## Instructions
a - In the guide to ebook cover design, which fictional book and author are used to illustrate the steps?
b - Using the ebook cover design guide, explain in one to three sentences why more time and care can be spent on a Romance book cover.
c - Carry on the guide to ebook cover design from the point at which it ends.

## Text passage
———

You’ve written an ebook, and now you want to publish. Well first things first, you’re going to need a cover. Sure you could hire one of the many talented and capable designers out there to create a cover for you. But if you’re like me, then you’ll want to try and do it yourself.
There are a few ways to go about creating a captivating and engaging cover. In the following blog posts, I will attempt to demystify the process and give you the tools to create just what your book needs: a simple, eye-catching and genre-appropriate cover.
The tips and lesson within can apply to all genres of books, but Romance and Erotica are just what we do around these parts.
Part 3: Romance Book Cover
If you’re looking to take a little more time to create something a little bit more visually interesting and professional then read on. Many Romance book covers have a unique visual style all of their own and are general longer works than in erotica. So more time and care can be spent crafting the perfect cover.
The techniques discussed below are not genre exclusive, but there is a particular visual style that you will find among Romance books. They are quite often made up of many photographs and have a lot of visual effects to create a cohesive and professional looking product.
Here I will attempt to recreate this style and show that it’s not that hard to make your own. Below are steps for fictional book Love After Dark by Joe Johnson.
Planning it Out
It’s important to approach your cover design with a vision or at least a vague idea of what you’re after. If you’ve done research (like you should) then there will be other books that you can use as inspiration.

———

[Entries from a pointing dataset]

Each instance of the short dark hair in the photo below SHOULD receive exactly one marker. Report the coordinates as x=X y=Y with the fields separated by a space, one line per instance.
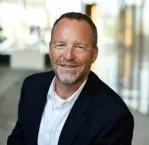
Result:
x=80 y=16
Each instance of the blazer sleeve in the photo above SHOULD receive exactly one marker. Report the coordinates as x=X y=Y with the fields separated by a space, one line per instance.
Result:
x=118 y=132
x=17 y=135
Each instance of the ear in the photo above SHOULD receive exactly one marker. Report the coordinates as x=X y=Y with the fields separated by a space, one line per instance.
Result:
x=49 y=49
x=95 y=54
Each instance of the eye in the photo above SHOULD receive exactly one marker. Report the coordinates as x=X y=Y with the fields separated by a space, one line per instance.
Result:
x=59 y=46
x=80 y=48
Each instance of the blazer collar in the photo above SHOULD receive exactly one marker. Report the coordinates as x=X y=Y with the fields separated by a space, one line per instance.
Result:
x=78 y=114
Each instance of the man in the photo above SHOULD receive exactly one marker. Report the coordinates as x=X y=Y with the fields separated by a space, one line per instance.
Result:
x=71 y=106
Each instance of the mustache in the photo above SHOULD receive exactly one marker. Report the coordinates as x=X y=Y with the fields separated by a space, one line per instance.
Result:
x=64 y=62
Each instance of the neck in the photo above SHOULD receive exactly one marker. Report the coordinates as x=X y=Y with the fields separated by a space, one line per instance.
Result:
x=66 y=90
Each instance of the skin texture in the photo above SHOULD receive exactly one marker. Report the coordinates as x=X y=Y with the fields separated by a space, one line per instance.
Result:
x=71 y=54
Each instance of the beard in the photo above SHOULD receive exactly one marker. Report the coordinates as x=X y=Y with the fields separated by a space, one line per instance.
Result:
x=67 y=76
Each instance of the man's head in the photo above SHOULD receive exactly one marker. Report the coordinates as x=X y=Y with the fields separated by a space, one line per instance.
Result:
x=80 y=16
x=73 y=47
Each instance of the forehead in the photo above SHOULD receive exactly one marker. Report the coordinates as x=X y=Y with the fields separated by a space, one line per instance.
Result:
x=74 y=23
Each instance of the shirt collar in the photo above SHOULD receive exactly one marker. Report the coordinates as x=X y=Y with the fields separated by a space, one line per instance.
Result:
x=58 y=102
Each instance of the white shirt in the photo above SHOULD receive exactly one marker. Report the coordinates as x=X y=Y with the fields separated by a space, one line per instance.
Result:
x=54 y=116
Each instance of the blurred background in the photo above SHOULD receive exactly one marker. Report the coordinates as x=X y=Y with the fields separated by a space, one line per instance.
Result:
x=123 y=61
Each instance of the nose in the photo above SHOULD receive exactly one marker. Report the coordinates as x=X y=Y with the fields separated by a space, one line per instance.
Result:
x=69 y=53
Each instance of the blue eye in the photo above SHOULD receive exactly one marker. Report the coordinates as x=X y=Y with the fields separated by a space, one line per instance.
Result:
x=59 y=46
x=80 y=48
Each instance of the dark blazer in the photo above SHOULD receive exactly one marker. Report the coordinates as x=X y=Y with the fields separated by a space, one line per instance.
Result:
x=98 y=117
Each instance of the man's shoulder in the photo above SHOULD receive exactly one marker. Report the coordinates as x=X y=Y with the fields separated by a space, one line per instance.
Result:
x=106 y=97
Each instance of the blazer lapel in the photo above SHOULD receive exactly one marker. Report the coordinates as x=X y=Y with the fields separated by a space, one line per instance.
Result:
x=41 y=94
x=76 y=118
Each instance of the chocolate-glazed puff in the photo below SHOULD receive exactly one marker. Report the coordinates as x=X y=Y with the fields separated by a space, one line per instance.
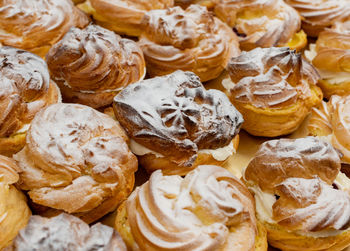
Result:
x=301 y=196
x=331 y=56
x=76 y=160
x=35 y=25
x=190 y=40
x=209 y=209
x=14 y=211
x=176 y=125
x=262 y=23
x=67 y=233
x=122 y=16
x=25 y=88
x=91 y=65
x=274 y=89
x=320 y=14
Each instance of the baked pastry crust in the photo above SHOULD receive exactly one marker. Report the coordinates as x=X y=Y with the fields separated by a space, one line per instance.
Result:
x=14 y=212
x=25 y=88
x=331 y=122
x=36 y=25
x=331 y=56
x=174 y=117
x=320 y=14
x=92 y=65
x=262 y=23
x=123 y=16
x=301 y=197
x=175 y=213
x=66 y=232
x=190 y=40
x=274 y=89
x=76 y=160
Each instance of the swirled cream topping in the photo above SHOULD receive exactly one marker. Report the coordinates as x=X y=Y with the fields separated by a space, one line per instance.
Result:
x=190 y=39
x=34 y=24
x=198 y=212
x=271 y=77
x=25 y=88
x=75 y=159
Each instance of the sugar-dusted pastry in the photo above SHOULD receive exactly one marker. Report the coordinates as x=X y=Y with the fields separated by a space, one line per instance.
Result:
x=301 y=197
x=122 y=16
x=25 y=88
x=262 y=23
x=320 y=14
x=331 y=56
x=76 y=160
x=14 y=212
x=35 y=25
x=68 y=233
x=190 y=40
x=331 y=122
x=209 y=209
x=91 y=65
x=176 y=125
x=274 y=89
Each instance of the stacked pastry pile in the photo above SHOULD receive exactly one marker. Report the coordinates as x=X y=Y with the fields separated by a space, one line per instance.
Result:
x=92 y=92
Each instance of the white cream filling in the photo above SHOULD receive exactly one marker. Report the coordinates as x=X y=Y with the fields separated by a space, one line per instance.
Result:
x=333 y=78
x=264 y=202
x=219 y=154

———

## Answers to each task
a - Love After Dark by Joe Johnson.

b - Romance book covers have a unique visual style of their own, and Romance books are generally longer works than those in erotica. For that reason, more time and care can be spent crafting the perfect cover.

c -
Remember with stock photos you’re never going to find the exact photos you want. But with a large library of possibilities you can create just about anything. For this book, I went for an urban, gritty theme for a gay romance novel.
Selecting Your Stock
There are a few things to consider when choosing stock photos for a cover that will use many. Compositing photos together can be simple, but bear in mind a few things when picking images.
Try to pick images with similar lighting. Lighting that matches will make it easier for you to make them look unified. Now we’re not attempting to make models necessarily look like part of the same scene but if they’re lit from the same direction it helps in keeping them consistent.
For backgrounds you don’t necessarily have to buy stock, Unsplash is a great resource for background images. Remember not to think big, you may end up only using a small part of a larger scene.
The more the images “match” before you get started, the easier it will be. Also if you’re compositing images removing backgrounds that are from simple, single colours is much easier than from dynamic setting.
Step 1: Manipulating Images
Firstly we’re going to load up our cityscape in Photoshop. It’s a pretty big image, and we want to resize and crop it to suit our purposes. We don’t wish to have the whole image as the background just segment that shows off the city and the lights.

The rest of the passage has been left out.